Selected passage:
When work-life balance means working more

When I was writing a book on time management several years ago, I had dozens of people keep logs of their time. Paula, a Nashville mom of a preschooler who was also launching her own business, requested a time makeover. Her husband is an airline pilot, so he was often on the road. She was feeling like she wasn’t doing a good job making all the pieces fit together.

She sent me her time log, which looked pretty reasonable to me. She was doing a lot of fun things (going to the pool and the park) with her 3-year-old son, B, plus spending a lot of sheer quantity hours with him. She was working somewhere between 25-30 hours per week. She logged these hours partially when B was in preschool, and in bits and pieces here and there.  She was sleeping enough. She wanted time to exercise, but that appeared to be more a matter of not making time than not having time.

In other words, she had what most people consider a pretty ideal schedule for a mom of a young child: part-time hours, lots of flexibility. A recent Pew Research Center survey found that the percentage of working moms who say part-time work would be ideal for them rose from 48 to 60 percent from 1997 to 2007, while the percentage that said full-time work was best fell from 32 to 21 percent.

I am not surprised by these numbers, but I also think they show a bit of a blind spot, which was coming out in the fact that Paula wasn’t feeling as blissful about her time as her “ideal” situation suggested she should. I asked her why she needed a makeover. Did she feel like her time with her son seemed more like a chore than an opportunity for meaningful interaction? Did she want more hours to work?

Well, it turns out that I was spot-on, or as she put it, “Oh you hit it perfectly! Spending time with my son is not what I’d like it to be– it definitely feels more like a chore than fun. I’m always thinking about work and what needs to be done…it takes away from my fun. Of course, I think a big part of that is also the fact that business is really struggling — the financial strains are a huge part of this.”

So I told her something you are unlikely to hear in other work-life balance or time management literature. I told Paula she needed to work more. There were two reasons for this.

First, we achieve certain economies of scale with work. From talking with hundreds of people about their time, I’ve learned that it is very hard to feel like you’re getting somewhere in your career — making a name for yourself, improving at your craft, achieving a breakthrough — working less than 30 hours per week. This is a lot, because these are real hours. Not sitting-in-meetings-you-didn’t-need-to-attend hours, or lingering-over-take-out-at-8pm hours. These are real hours spent focused on your professional craft, both the substance of your work and the networking and prospecting necessary to get to the next level. When you work more than 30 hours, you tend to reach a tipping point. If you’re running a business, your revenues grow beyond what the additional hours would suggest. If you’re working for someone else, you start seeing new opportunities and landing better projects.

Second, because she did have so much time available to be with her son, she wasn’t being very focused with it. It was the exact opposite problem with her work schedule! People who sit at their offices for 80 hours a week are monstrously inefficient, because they’re always there. Likewise, Paula was just sort of muddling through her hours with B, doing the same things over and over again and, not surprisingly, having the same returns that she would have if she showed up at an office without thinking through her time.

I suspected that if she bumped up her uninterrupted work hours– either by hiring more childcare or having her husband take B on the days he was home — she would feel less panicked about her new business, and she would treat the limited hours she had with B more seriously.

Record excerpts:
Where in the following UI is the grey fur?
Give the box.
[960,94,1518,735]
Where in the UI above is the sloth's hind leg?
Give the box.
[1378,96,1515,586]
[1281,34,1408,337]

Written request 1:
Reproduce the passage of the work-life balance article starting at "In other words, she" and ending at "to 21 percent.".
Written request 2:
In the work-life balance article, what is the occupation of Paula's husband?

Correct result 1:
In other words, she had what most people consider a pretty ideal schedule for a mom of a young child: part-time hours, lots of flexibility. A recent Pew Research Center survey found that the percentage of working moms who say part-time work would be ideal for them rose from 48 to 60 percent from 1997 to 2007, while the percentage that said full-time work was best fell from 32 to 21 percent.

Correct result 2:
He is an airline pilot.